[CONSIGNES DE TRAVAIL]
Indiquez le nom du prophète dont l'extrait sur l'amour selon Jésus rapporte les paroles.

[EXTRAIT CITÉ]
Les religions n’ont pas le monopole de l’amour. Mais l’amour que Jésus a manifesté, qu’il appelle à partager, n’était pas un sentiment, un mouvement du cœur, une émotion, un état d’âme comme les amoureux en éprouvent, comme on en manifeste en faille, entre amis proches. Comme les prophètes de l’Ancien Testament l’avaient toujours proclamé, c’était la recherche d’une attitude positive, une compassion pour aider les autres à vivre. « Partage ton pain avec celui qui a faim, recueille le malheureux sans asile, ne te détourne pas de celui qui est ton frère » a dit le prophète Ésaïe. C’est le genre de chose que l’on peut faire alors même qu’on n’éprouve aucun sentiment pour les gens qui ne sont pas toujours sympathiques. Jésus vivait dans le dynamisme créateur de Dieu, animé de son Esprit saint. Homme de Dieu, homme d’amour, il multipliait les paroles et les gestes symboliques. Il accueillait les collecteurs d’impôts haïs et les prostituées méprisées. Il multipliait les pains. Il relevait le paralysé, guérissait le lépreux bien plus qu’un banal guérisseur que l’on paie, que l’on remercie et dont on se détourne. C’est à une vie, pleine et heureuse, une vie d’amour et de joie qu’il ouvrait les gens, sans conditions, sans exiger ni confession des péchés, ni confession de foi.

Les paroles du sermon sur la montagne demeurent inoubliables :

Heureux les pauvres en esprit, le Royaume des cieux est à eux.

Heureux les affligés, ils seront consolés.

Heureux les doux, ils hériteront la terre.

Heureux ceux qui ont faim et soif de justice, ils seront rassasiés.

Heureux les miséricordieux, ils obtiendront miséricorde.

Heureux ceux qui ont le cœur pur, car ils verront Dieu.

[DONNÉES BRUTES]
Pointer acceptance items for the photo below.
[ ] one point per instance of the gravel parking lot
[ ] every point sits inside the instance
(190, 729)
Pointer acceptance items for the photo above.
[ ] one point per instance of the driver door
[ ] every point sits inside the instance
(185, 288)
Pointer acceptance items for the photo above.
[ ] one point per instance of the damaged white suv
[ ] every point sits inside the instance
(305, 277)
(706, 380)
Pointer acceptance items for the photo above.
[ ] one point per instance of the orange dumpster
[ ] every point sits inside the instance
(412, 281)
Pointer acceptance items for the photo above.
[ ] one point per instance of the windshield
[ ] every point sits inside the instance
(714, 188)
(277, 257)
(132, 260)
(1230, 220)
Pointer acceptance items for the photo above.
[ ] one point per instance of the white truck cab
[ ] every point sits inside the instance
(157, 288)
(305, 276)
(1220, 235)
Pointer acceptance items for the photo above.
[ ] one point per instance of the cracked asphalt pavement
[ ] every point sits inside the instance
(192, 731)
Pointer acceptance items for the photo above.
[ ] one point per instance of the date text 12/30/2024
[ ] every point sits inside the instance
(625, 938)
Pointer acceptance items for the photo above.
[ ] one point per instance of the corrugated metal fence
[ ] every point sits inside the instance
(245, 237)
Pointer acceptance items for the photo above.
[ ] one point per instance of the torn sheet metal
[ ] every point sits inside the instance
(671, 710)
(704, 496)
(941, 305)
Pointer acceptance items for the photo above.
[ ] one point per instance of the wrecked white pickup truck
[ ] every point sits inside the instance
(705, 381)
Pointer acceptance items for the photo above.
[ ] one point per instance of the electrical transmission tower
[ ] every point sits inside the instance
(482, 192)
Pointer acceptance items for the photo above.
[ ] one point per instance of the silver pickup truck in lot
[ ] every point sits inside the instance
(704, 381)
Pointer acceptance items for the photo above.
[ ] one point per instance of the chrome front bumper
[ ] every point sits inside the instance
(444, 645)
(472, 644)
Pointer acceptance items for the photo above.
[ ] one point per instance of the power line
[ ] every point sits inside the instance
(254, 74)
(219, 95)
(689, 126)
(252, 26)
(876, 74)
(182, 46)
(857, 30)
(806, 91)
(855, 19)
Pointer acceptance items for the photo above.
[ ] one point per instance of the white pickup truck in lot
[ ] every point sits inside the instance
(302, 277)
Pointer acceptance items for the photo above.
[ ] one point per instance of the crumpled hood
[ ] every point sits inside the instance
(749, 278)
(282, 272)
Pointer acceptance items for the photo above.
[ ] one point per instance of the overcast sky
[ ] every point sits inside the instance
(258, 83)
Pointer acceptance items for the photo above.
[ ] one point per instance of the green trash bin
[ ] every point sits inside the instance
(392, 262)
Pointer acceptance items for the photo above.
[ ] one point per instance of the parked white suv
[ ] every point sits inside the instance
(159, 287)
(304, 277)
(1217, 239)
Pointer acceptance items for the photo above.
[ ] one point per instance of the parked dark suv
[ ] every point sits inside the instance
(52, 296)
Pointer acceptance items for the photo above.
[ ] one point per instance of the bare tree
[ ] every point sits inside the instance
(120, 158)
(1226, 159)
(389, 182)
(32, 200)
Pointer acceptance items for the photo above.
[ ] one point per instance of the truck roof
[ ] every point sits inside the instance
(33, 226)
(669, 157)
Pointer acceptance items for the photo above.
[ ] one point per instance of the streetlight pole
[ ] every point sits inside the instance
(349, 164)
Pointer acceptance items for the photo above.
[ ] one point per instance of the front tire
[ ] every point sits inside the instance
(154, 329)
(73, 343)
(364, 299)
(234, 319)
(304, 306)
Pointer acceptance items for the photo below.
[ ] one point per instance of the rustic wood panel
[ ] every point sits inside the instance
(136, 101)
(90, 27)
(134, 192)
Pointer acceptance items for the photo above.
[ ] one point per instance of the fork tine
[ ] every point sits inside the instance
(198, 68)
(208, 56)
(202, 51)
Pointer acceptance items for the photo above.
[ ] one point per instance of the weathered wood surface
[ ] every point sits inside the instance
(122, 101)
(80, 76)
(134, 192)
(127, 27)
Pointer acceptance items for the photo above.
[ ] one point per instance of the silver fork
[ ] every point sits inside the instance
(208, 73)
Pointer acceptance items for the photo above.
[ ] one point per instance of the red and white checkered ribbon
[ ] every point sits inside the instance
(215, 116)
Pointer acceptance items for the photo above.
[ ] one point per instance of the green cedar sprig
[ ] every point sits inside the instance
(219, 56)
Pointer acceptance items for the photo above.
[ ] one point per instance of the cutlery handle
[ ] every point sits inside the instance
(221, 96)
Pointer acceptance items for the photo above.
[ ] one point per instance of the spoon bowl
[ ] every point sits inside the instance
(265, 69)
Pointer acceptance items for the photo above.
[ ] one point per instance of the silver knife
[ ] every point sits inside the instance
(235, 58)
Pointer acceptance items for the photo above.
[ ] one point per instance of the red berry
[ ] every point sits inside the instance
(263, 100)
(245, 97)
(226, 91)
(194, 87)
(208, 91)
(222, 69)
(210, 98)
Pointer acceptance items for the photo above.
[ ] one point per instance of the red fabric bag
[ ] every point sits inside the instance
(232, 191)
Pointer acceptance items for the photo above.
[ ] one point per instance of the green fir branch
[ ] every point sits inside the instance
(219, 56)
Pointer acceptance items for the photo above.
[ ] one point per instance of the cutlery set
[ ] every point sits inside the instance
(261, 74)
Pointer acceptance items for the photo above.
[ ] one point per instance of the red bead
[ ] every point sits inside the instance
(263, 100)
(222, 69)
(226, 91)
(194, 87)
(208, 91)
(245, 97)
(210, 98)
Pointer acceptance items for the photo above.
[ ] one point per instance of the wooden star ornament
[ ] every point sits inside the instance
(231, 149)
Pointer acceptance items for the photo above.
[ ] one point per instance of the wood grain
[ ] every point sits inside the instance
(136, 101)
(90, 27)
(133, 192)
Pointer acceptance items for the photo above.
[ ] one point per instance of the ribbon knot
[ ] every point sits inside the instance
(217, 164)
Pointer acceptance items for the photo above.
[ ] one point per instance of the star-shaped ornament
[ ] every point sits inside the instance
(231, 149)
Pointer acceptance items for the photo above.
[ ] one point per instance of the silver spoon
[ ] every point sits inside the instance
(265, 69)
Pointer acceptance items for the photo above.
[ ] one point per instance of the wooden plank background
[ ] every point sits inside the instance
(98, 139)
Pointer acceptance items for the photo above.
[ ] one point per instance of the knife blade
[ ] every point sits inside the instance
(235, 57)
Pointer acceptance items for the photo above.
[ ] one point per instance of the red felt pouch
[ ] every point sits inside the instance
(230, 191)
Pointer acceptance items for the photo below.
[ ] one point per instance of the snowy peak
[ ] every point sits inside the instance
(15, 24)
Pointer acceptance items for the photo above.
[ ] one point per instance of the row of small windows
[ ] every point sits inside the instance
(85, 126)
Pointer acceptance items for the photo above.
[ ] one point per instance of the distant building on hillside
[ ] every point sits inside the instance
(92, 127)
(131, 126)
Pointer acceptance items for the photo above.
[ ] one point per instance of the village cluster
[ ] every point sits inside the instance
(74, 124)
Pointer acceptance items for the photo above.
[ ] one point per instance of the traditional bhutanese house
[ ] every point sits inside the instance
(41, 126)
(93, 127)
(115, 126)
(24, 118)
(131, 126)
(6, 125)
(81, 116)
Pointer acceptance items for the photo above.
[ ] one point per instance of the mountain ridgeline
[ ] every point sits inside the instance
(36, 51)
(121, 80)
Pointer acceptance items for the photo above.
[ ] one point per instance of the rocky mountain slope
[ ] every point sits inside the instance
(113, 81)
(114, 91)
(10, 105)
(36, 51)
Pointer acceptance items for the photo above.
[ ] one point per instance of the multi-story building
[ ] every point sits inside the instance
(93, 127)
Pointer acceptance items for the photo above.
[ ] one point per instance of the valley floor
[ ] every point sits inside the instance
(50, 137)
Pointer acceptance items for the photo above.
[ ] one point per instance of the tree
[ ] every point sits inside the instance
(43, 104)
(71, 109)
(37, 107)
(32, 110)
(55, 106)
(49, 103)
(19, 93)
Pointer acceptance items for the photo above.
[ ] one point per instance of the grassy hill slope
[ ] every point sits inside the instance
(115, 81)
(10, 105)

[RÉSULTAT DE L'EXERCICE]
Le prophète Ésaïe.